## Exercise
Put every line of the entries below into a JSON list of strings, one string per line, with blank lines dropped. Leave the pictures out.

## Excerpted data
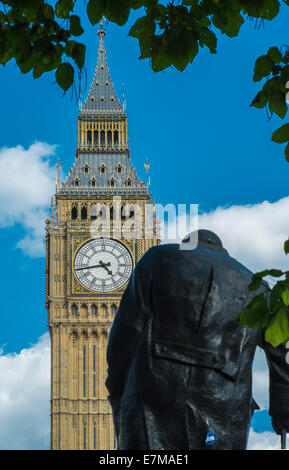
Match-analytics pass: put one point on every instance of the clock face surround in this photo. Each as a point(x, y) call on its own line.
point(103, 265)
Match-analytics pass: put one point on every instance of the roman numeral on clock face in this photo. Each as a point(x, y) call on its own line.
point(103, 265)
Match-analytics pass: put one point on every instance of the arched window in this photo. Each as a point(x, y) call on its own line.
point(93, 212)
point(95, 137)
point(93, 310)
point(83, 310)
point(131, 212)
point(103, 310)
point(115, 138)
point(109, 138)
point(113, 309)
point(74, 212)
point(111, 213)
point(102, 138)
point(89, 138)
point(123, 213)
point(74, 309)
point(83, 213)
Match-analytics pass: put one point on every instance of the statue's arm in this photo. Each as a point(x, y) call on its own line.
point(279, 386)
point(128, 325)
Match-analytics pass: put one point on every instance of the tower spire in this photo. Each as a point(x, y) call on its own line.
point(102, 98)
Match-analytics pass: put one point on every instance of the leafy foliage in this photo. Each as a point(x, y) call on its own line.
point(269, 312)
point(39, 35)
point(274, 66)
point(32, 34)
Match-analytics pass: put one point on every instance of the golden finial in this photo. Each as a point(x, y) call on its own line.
point(58, 166)
point(101, 31)
point(147, 167)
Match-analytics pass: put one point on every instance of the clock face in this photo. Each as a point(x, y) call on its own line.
point(103, 265)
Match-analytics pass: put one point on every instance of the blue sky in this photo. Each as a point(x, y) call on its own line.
point(204, 142)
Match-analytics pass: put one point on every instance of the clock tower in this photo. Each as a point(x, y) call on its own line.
point(97, 231)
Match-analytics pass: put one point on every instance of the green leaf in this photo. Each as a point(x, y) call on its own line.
point(63, 8)
point(75, 26)
point(286, 151)
point(277, 331)
point(275, 54)
point(277, 103)
point(281, 135)
point(117, 11)
point(263, 67)
point(254, 284)
point(285, 297)
point(143, 26)
point(255, 314)
point(259, 101)
point(276, 301)
point(208, 38)
point(65, 75)
point(95, 10)
point(76, 50)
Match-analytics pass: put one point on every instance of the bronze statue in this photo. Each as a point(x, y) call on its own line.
point(179, 365)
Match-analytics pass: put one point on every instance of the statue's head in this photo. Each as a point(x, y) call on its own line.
point(203, 239)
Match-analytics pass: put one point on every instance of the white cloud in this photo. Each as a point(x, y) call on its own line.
point(24, 398)
point(263, 441)
point(260, 379)
point(253, 234)
point(27, 181)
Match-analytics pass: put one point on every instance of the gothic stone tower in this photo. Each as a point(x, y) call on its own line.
point(94, 238)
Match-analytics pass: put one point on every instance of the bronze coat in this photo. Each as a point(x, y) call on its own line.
point(179, 365)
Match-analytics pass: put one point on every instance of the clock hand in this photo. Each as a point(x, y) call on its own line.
point(103, 265)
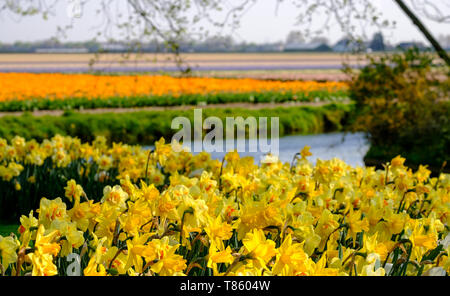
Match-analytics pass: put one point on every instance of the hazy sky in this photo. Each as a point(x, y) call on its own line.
point(260, 24)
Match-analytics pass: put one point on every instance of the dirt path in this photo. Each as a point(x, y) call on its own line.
point(213, 106)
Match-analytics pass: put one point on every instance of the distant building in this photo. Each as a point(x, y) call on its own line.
point(61, 50)
point(377, 43)
point(307, 47)
point(349, 45)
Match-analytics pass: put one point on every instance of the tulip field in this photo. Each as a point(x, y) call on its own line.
point(125, 210)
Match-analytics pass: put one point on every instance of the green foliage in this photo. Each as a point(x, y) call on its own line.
point(404, 107)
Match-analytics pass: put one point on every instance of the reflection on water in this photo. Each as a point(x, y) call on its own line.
point(351, 148)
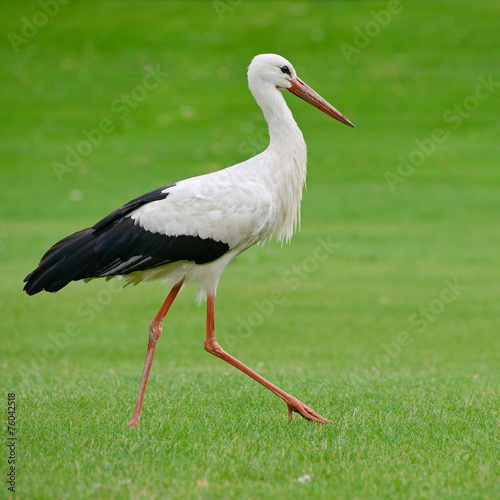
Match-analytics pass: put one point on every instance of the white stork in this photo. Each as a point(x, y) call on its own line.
point(191, 230)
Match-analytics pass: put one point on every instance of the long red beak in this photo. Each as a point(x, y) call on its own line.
point(302, 90)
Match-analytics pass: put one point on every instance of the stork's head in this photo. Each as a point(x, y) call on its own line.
point(273, 70)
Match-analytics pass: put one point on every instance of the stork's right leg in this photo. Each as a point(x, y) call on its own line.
point(213, 347)
point(154, 334)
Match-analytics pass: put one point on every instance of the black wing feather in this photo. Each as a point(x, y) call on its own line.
point(116, 245)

## The completed task
[
  "Match-analytics pass: put one point on every instance of the clock face surround in this photo. Each as a point(x, y) call on its own line.",
  "point(103, 265)",
  "Match-analytics pass: put one point on every instance of the roman numeral on clock face in this photo. Each as a point(x, y) call on its own line.",
  "point(103, 265)",
  "Match-analytics pass: put one point on every instance of the arched window in this photo. Each as a point(x, y) call on its own line.",
  "point(93, 212)",
  "point(95, 137)",
  "point(93, 310)",
  "point(83, 310)",
  "point(131, 212)",
  "point(103, 310)",
  "point(115, 138)",
  "point(109, 138)",
  "point(113, 309)",
  "point(74, 212)",
  "point(111, 213)",
  "point(102, 138)",
  "point(89, 138)",
  "point(123, 213)",
  "point(74, 309)",
  "point(83, 213)",
  "Match-analytics pass: put one point on every instance of the statue's arm in this photo. Each as a point(x, y) call on its own line.",
  "point(279, 386)",
  "point(128, 325)",
  "Match-analytics pass: put one point on every instance of the tower spire in this photo. Each as a point(x, y) call on its own line.",
  "point(102, 98)",
  "Match-analytics pass: put one point on every instance of the leafy foliage in this photo. Each as a point(x, y) call on its own line.",
  "point(269, 312)",
  "point(39, 35)",
  "point(274, 66)",
  "point(32, 34)",
  "Match-analytics pass: put one point on every instance of the golden finial in this photo. Each as a point(x, y) call on its own line.",
  "point(58, 166)",
  "point(101, 31)",
  "point(147, 167)",
  "Match-analytics pass: put one point on every instance of the clock face in this photo. Each as a point(x, y) call on its own line.",
  "point(103, 265)",
  "Match-analytics pass: put one point on every instance of the blue sky in this photo. Each as a point(x, y) call on its own line.",
  "point(204, 142)",
  "Match-analytics pass: put one point on every instance of the clock tower in this photo. Each as a point(x, y) call on its own line.",
  "point(97, 231)",
  "Match-analytics pass: put one point on every instance of the green leaf in this photo. Each as a point(x, y) call on its own line.",
  "point(63, 8)",
  "point(75, 26)",
  "point(286, 151)",
  "point(277, 331)",
  "point(275, 54)",
  "point(277, 103)",
  "point(281, 135)",
  "point(117, 11)",
  "point(263, 67)",
  "point(254, 284)",
  "point(285, 297)",
  "point(143, 26)",
  "point(255, 314)",
  "point(259, 101)",
  "point(276, 301)",
  "point(208, 38)",
  "point(65, 75)",
  "point(95, 10)",
  "point(76, 50)",
  "Match-analytics pass: put one point on every instance of the bronze statue in this photo. Each as a point(x, y) call on its own line.",
  "point(179, 365)",
  "Match-analytics pass: put one point on every instance of the statue's head in this photo. Each as a point(x, y) call on its own line.",
  "point(203, 239)",
  "Match-analytics pass: put one point on every instance of the white cloud in this photo. Each as a point(x, y) call on its own line.",
  "point(24, 398)",
  "point(263, 441)",
  "point(260, 379)",
  "point(253, 234)",
  "point(27, 181)",
  "Match-analytics pass: put one point on every instance of the gothic stone tower in this photo. Each as a point(x, y) call on its own line.",
  "point(94, 238)",
  "Match-analytics pass: put one point on every instance of the bronze coat in this photo. Each as a point(x, y) call on its own line.",
  "point(179, 365)",
  "Match-analytics pass: put one point on every instance of the clock hand in this photo. Each as a point(x, y) call on its own line.",
  "point(103, 265)",
  "Match-analytics pass: put one point on every instance of the hazy sky in this photo. Each as a point(x, y) call on its own line.",
  "point(260, 24)",
  "Match-analytics pass: put one point on every instance of the dirt path in this photo. Each as a point(x, y) call on its own line.",
  "point(213, 106)",
  "Match-analytics pass: put one point on every instance of the distant building in this photo. Each as a point(x, y) call on its own line.",
  "point(61, 50)",
  "point(377, 43)",
  "point(307, 47)",
  "point(349, 45)",
  "Match-analytics pass: put one point on every instance of the tulip field in this photo. Each as a point(x, y) call on its own line.",
  "point(125, 210)",
  "Match-analytics pass: put one point on every instance of the green foliage in this photo. Each as a point(x, y) call on its own line.",
  "point(404, 107)",
  "Match-analytics pass: put one point on every instance of the reflection on water in this photo. Each as a point(x, y) call on its own line.",
  "point(351, 148)",
  "Match-analytics pass: put one point on every instance of the white stork in this photo. Each as a point(x, y) call on its own line.",
  "point(191, 230)",
  "Match-analytics pass: put one point on every instance of the long red beak in this photo. Each as a point(x, y) call on its own line.",
  "point(302, 90)",
  "Match-analytics pass: put one point on every instance of the stork's head in this photo. Each as a point(x, y) call on its own line.",
  "point(273, 70)",
  "Match-analytics pass: put one point on every instance of the stork's right leg in this photo. Each as a point(x, y) call on its own line.",
  "point(213, 347)",
  "point(154, 334)",
  "Match-analytics pass: put one point on every instance of the black wing feather in this photo. Each as a point(x, y) call on its own line.",
  "point(116, 245)"
]